◆ **Task input**:
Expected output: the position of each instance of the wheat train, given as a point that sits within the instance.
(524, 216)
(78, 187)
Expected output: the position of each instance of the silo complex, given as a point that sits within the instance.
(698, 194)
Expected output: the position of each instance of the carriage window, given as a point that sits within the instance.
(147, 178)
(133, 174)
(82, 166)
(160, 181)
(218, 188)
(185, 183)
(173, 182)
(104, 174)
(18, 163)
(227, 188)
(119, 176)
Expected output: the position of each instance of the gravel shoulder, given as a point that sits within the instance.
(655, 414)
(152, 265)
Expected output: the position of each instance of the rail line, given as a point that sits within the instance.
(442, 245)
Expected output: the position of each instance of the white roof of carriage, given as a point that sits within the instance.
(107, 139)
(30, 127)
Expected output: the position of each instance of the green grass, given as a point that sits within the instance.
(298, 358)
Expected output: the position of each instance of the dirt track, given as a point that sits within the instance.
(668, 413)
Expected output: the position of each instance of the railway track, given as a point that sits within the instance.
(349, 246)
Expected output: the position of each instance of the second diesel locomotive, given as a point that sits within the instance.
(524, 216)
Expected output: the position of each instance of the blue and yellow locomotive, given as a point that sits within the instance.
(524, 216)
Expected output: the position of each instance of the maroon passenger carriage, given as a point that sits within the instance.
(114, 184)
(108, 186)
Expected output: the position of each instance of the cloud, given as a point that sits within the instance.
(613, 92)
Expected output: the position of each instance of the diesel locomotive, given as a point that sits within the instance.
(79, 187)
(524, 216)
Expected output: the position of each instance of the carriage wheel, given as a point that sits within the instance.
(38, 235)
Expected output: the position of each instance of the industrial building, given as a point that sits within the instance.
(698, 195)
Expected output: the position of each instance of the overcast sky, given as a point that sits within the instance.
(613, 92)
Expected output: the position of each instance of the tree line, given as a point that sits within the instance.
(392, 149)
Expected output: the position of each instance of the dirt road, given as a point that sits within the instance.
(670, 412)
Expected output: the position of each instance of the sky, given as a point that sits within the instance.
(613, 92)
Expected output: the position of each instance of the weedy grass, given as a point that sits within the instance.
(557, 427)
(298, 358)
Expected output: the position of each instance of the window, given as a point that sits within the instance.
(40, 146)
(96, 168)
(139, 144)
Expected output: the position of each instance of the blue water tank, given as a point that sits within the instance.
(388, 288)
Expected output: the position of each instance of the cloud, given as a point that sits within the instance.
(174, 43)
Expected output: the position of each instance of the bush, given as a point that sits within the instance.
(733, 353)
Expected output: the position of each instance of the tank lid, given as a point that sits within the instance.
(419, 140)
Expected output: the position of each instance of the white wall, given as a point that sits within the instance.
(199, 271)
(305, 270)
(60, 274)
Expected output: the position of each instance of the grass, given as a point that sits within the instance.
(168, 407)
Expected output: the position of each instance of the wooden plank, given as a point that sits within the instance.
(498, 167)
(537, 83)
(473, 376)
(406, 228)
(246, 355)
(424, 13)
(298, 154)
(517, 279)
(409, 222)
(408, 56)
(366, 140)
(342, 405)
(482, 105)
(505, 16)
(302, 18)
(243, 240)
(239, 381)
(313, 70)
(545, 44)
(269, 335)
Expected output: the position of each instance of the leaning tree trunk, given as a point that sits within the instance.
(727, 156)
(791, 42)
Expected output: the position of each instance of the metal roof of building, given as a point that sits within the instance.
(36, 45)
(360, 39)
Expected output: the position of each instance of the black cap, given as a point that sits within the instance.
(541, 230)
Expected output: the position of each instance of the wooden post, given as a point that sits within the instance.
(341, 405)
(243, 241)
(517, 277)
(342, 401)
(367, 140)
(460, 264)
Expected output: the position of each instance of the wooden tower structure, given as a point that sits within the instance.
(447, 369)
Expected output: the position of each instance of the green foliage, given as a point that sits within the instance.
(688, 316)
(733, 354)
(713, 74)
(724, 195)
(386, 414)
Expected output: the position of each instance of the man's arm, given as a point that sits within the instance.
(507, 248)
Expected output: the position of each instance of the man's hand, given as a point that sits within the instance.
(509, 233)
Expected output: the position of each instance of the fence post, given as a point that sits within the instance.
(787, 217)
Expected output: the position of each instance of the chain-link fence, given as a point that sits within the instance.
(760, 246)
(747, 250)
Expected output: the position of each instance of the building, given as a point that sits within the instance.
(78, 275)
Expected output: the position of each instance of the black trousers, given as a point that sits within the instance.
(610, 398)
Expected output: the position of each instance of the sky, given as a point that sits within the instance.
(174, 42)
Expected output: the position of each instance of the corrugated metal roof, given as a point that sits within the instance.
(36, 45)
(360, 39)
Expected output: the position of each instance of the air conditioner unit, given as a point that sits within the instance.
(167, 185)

◆ **What the task asks**: Could you retype every one of the records above word for word?

◆ **Output below**:
Expected output: the position of each instance of the wheat train, given as a point that sits within the instance.
(524, 216)
(78, 187)
Expected output: the position of each instance of the silo complex, given as a point that sits within the instance.
(698, 194)
Expected output: the position of each instance of the carriage window, given as a point that sits within the instance.
(147, 178)
(133, 174)
(82, 166)
(160, 181)
(218, 188)
(185, 183)
(173, 182)
(104, 174)
(18, 163)
(227, 188)
(119, 176)
Expected output: the position of each instance of the gravel shoulder, given as a point that sits within the instance.
(655, 414)
(152, 265)
Expected output: the position of each instance of the rail line, given as a point that sits within the instance.
(442, 245)
Expected output: the position of each instance of the white roof of carriage, given as a point that sits within the instance.
(107, 139)
(30, 127)
Expected output: the position of each instance of the green grass, given as a point that sits within the instance.
(298, 358)
Expected output: the position of each instance of the dirt track, given as a point that sits within the instance.
(668, 413)
Expected output: the position of each instance of the railway track, given as a point that sits within the instance.
(349, 246)
Expected output: the position of each instance of the second diesel locomotive, given as a point that sits within the instance.
(524, 216)
Expected output: the position of each instance of the blue and yellow locomotive, given as a point that sits within the instance.
(524, 216)
Expected output: the position of each instance of the maroon passenger carriage, given as a point that sits within the instance.
(114, 184)
(108, 186)
Expected output: the position of each instance of the cloud, given as a point that sits within the instance.
(613, 92)
Expected output: the position of each instance of the diesel locomotive, given as a point that sits within the instance.
(79, 187)
(524, 216)
Expected output: the position of each instance of the carriage wheel, given as a point that sits within the instance.
(38, 235)
Expected output: the position of each instance of the industrial building, given as a point that sits within the instance.
(698, 195)
Expected output: the position of each instance of the overcast sky, given as a point that sits within the instance.
(613, 92)
Expected output: the position of each instance of the tree line, given as a point that sits within the instance.
(392, 149)
Expected output: the position of each instance of the dirt road, given as a point that sits within the instance.
(670, 412)
Expected output: the position of each instance of the sky, given as a point that sits within the instance.
(613, 92)
Expected output: the position of each instance of the weedy grass, given as a point that sits within the instance.
(557, 427)
(298, 358)
Expected output: the position of each instance of the window, given as a point that sits within the instance.
(40, 146)
(96, 168)
(139, 144)
Expected output: the position of each instance of the blue water tank, given as a point that sits within the instance.
(388, 288)
Expected output: the position of each instance of the cloud, given as a point that sits within the instance.
(174, 43)
Expected output: the position of each instance of the bush, given as a point that sits within the instance.
(733, 353)
Expected output: the position of each instance of the tank lid, given as a point that sits within the instance.
(419, 140)
Expected output: the position of each instance of the white wall, given as a point that sits within the instance.
(199, 271)
(305, 270)
(60, 274)
Expected output: the position of each instance of the grass, given as a point that sits within the instance.
(168, 407)
Expected output: the position of each instance of the wooden plank, given as a point that sits within the instance.
(498, 167)
(537, 83)
(473, 376)
(406, 228)
(246, 355)
(424, 13)
(298, 154)
(517, 279)
(409, 222)
(408, 56)
(366, 140)
(342, 405)
(482, 105)
(505, 16)
(302, 18)
(243, 240)
(239, 381)
(313, 70)
(545, 44)
(269, 335)
Expected output: the position of each instance of the leaning tree trunk, given as a point that sits within the instance.
(727, 156)
(791, 42)
Expected output: the position of each instance of the metal roof of building, given as a point that sits within the instance.
(36, 45)
(360, 39)
Expected output: the position of each instance of the black cap, given as a point that sits within the instance.
(541, 230)
Expected output: the position of each instance of the wooden post, given as a point that sits within the instance.
(341, 405)
(243, 241)
(517, 277)
(342, 401)
(367, 140)
(460, 264)
Expected output: the position of each instance of the wooden tower structure, given as a point that sits within the instance.
(447, 369)
Expected output: the position of each instance of the green foliage, given as a point that sits within the instance.
(688, 316)
(733, 354)
(713, 74)
(724, 195)
(386, 414)
Expected output: the position of each instance of the man's arm, given as a point that sits within the instance.
(507, 248)
Expected output: the position of each instance of the man's hand, given as a point that sits within the instance.
(509, 233)
Expected output: the position of each instance of the fence post, given as a point that sits within the instance.
(787, 217)
Expected output: the position of each instance of the chain-link fence, given as a point that sits within the instance.
(760, 246)
(747, 250)
Expected output: the position of each instance of the building, given as a point that sits within the instance.
(78, 275)
Expected output: the position of each instance of the black trousers, given as a point that sits within the instance.
(610, 398)
Expected output: the position of each instance of the sky, given as a point that sits within the instance.
(174, 42)
Expected output: the position of each instance of the corrugated metal roof, given as a point that sits within the instance.
(36, 45)
(360, 39)
Expected output: the position of each instance of the air conditioner unit, given as a point that sits within the instance.
(167, 185)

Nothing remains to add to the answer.